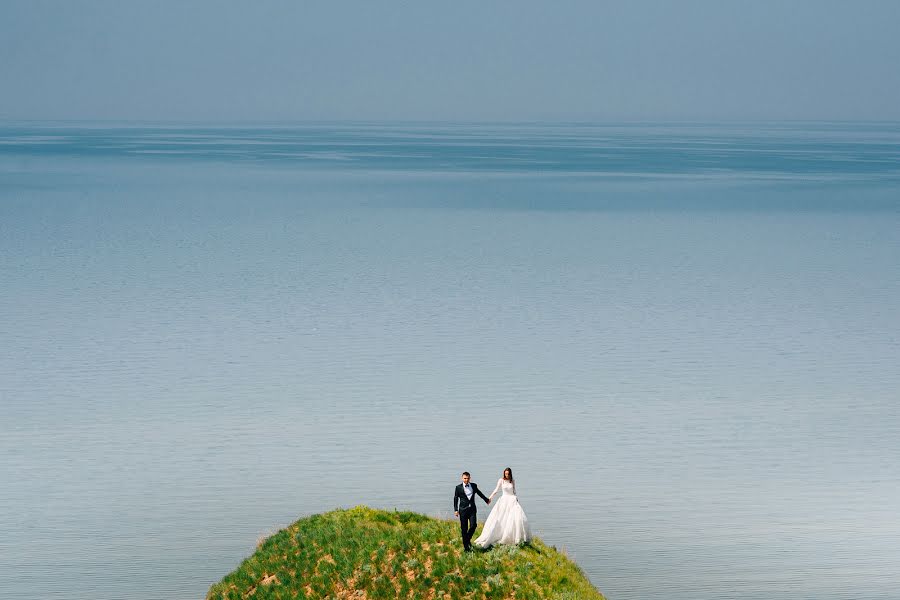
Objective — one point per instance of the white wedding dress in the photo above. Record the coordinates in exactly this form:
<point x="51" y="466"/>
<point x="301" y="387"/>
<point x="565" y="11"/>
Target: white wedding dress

□ □ □

ZIEL DER ÜBUNG - Ersetze in sämtlichen Zeilen „white wedding dress“ durch „bridal gown“ und gib sie sonst unverändert wieder, jedoch ohne die Bilder.

GELÖSTE AUFGABE -
Objective — one point per instance of the bridal gown in the photo above. Record the coordinates in exactly this form:
<point x="51" y="466"/>
<point x="301" y="387"/>
<point x="565" y="11"/>
Target: bridal gown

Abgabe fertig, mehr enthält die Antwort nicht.